> _WHAT IS REQUIRED_
Copy out each line of the data that holds the word "below".

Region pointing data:
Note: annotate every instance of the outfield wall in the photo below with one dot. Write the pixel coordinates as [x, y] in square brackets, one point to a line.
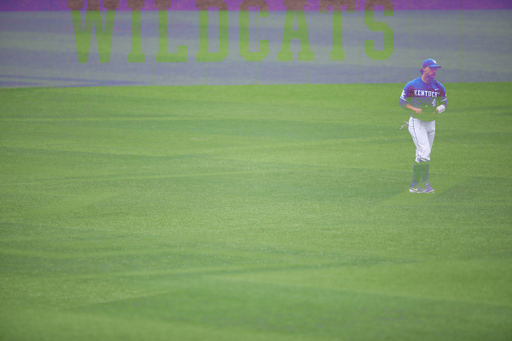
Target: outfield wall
[227, 42]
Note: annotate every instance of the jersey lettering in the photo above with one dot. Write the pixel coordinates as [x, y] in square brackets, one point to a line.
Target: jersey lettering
[425, 93]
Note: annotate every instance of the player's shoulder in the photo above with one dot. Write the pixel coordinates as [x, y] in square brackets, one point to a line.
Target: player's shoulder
[414, 83]
[439, 84]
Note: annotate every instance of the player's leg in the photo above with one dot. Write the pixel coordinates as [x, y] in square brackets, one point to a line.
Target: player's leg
[419, 135]
[431, 132]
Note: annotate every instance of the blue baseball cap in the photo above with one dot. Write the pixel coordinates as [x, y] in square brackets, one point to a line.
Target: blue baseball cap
[431, 63]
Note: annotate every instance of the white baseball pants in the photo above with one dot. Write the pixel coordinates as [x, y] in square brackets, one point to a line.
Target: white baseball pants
[423, 136]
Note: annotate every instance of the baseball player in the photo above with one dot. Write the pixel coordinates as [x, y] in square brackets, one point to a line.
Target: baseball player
[424, 98]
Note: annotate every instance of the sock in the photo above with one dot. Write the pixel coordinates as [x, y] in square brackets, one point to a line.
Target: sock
[424, 171]
[416, 176]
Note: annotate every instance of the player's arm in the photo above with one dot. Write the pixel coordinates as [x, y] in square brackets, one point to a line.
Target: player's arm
[443, 100]
[405, 98]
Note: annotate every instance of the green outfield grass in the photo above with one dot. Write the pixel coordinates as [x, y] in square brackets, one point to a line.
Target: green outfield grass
[252, 213]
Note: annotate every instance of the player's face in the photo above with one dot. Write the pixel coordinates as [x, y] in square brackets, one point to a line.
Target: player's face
[430, 73]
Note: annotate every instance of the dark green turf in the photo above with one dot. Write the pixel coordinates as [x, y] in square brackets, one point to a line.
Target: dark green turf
[252, 213]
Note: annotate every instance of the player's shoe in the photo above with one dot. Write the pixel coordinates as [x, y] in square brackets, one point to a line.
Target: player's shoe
[415, 188]
[428, 189]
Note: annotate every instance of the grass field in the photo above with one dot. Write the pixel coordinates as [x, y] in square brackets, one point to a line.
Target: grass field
[252, 213]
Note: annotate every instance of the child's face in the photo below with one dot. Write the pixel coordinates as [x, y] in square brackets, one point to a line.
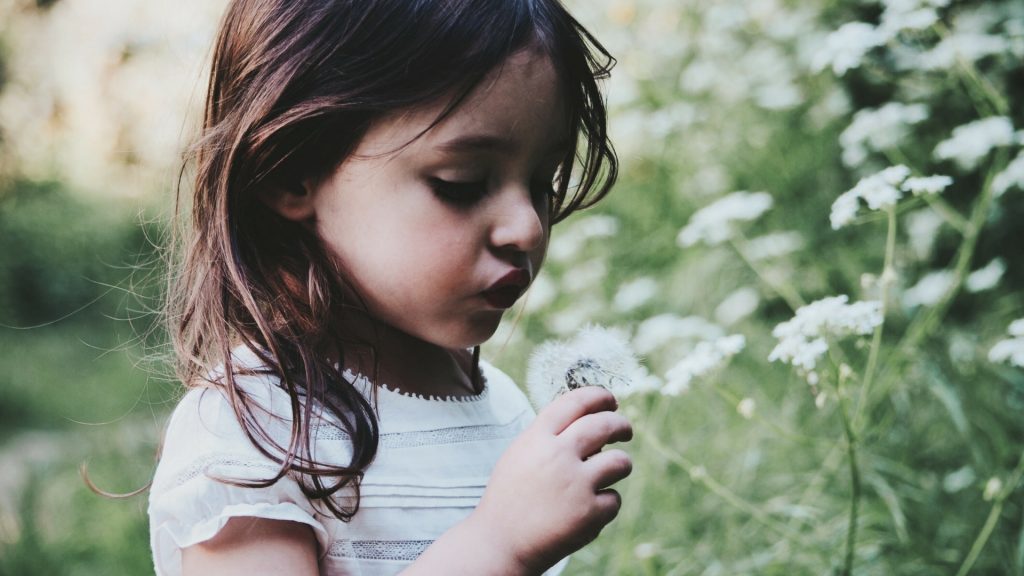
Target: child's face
[440, 237]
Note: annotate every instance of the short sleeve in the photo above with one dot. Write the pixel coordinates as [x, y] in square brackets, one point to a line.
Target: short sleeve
[205, 445]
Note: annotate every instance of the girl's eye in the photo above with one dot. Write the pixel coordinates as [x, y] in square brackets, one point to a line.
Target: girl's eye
[460, 194]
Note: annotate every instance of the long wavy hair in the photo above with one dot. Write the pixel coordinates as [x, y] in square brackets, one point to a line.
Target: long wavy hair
[294, 85]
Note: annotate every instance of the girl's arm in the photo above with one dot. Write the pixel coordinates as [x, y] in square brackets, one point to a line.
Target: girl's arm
[548, 497]
[254, 546]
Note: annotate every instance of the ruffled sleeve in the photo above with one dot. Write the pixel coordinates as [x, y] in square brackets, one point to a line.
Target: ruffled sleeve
[205, 446]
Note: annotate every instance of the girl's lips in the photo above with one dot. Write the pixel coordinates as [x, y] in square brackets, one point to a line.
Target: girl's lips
[507, 289]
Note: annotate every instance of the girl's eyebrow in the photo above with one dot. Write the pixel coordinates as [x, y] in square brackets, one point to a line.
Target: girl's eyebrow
[495, 142]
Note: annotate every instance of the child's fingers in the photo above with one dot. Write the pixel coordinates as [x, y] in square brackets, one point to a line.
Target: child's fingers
[608, 501]
[608, 467]
[591, 432]
[572, 405]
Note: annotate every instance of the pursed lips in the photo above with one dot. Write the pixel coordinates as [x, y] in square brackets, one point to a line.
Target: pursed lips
[507, 289]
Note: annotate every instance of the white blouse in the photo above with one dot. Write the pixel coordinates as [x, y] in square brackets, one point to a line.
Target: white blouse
[432, 464]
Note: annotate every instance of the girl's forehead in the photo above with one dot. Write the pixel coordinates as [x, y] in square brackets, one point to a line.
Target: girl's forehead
[519, 107]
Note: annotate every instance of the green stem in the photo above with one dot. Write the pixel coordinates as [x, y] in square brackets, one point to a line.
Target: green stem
[700, 476]
[925, 323]
[855, 492]
[885, 280]
[992, 520]
[786, 292]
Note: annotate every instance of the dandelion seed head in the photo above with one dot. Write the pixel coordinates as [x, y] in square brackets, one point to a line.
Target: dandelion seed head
[970, 142]
[595, 356]
[716, 222]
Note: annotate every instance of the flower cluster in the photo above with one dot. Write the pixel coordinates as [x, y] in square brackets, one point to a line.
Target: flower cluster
[883, 190]
[716, 222]
[705, 358]
[594, 357]
[1011, 350]
[804, 339]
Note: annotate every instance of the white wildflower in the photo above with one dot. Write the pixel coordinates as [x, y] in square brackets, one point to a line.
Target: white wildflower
[930, 289]
[662, 329]
[1010, 351]
[958, 480]
[595, 356]
[878, 191]
[715, 223]
[635, 293]
[927, 184]
[802, 340]
[747, 407]
[1012, 176]
[970, 142]
[542, 292]
[846, 47]
[737, 304]
[992, 489]
[922, 230]
[774, 245]
[879, 129]
[705, 358]
[985, 278]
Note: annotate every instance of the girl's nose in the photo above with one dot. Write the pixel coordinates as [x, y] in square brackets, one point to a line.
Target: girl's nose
[520, 223]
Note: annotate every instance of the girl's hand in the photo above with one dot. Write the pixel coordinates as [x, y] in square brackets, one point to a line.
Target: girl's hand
[549, 495]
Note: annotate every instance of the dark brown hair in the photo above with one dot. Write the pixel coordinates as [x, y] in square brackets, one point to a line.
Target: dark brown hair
[293, 87]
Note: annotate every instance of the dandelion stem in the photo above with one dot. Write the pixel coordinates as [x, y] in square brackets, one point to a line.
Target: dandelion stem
[992, 520]
[888, 273]
[787, 292]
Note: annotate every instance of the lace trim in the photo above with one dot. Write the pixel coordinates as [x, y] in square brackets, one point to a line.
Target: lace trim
[203, 465]
[367, 385]
[455, 435]
[403, 550]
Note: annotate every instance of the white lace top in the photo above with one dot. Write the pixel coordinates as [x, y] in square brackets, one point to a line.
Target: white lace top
[432, 464]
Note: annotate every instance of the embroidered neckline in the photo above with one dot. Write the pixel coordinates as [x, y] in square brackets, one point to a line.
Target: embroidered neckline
[361, 380]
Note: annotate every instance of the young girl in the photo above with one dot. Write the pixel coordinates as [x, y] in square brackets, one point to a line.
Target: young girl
[376, 180]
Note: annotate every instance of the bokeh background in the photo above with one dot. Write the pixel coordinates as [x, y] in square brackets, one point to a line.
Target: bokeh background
[744, 468]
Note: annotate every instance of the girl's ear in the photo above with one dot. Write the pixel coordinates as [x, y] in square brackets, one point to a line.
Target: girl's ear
[293, 201]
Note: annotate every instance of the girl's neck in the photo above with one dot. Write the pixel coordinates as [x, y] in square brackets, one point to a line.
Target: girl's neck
[398, 360]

> _OUTPUT OF THE EXERCISE_
Note: annotate every instance of the outfield wall in the photo below with one dot. Write the pixel coordinates as [x, y] in square brackets, one point to a line.
Note: annotate every instance of the child's face in the photo below with one dot. Write the pixel coordinates as [x, y] in square brackets, one point to a line.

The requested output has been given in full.